> _What is being asked_
How many lines in the records below contain the word "this"? Reply with the number alone.

> _Data provided_
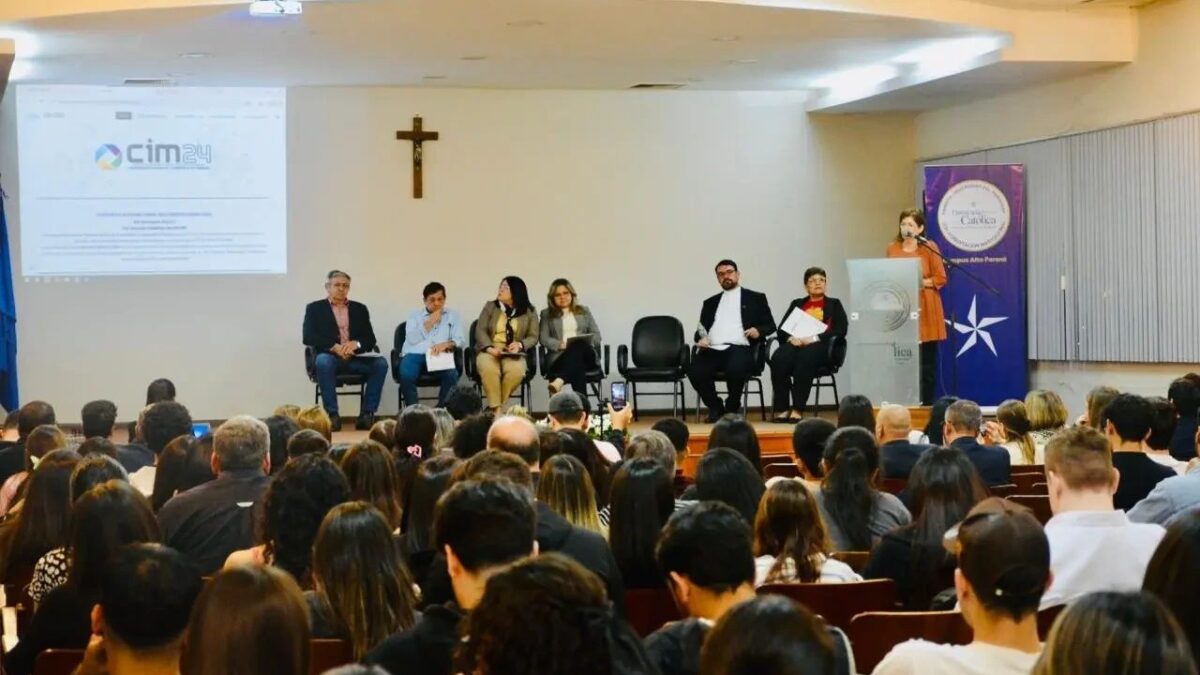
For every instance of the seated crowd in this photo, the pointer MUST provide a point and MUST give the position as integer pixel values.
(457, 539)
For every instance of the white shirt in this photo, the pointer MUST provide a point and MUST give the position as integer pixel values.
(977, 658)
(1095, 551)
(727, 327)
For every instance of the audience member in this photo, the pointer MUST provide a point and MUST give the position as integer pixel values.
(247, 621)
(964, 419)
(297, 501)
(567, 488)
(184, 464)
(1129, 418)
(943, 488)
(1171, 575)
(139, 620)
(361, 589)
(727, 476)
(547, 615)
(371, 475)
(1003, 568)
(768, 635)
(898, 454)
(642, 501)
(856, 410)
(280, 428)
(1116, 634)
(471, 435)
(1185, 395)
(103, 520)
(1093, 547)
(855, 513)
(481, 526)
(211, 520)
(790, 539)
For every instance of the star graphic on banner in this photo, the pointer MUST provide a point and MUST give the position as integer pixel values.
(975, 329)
==
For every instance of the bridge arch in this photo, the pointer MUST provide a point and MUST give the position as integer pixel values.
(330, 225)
...
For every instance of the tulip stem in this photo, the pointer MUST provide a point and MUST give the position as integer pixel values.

> _Correct result_
6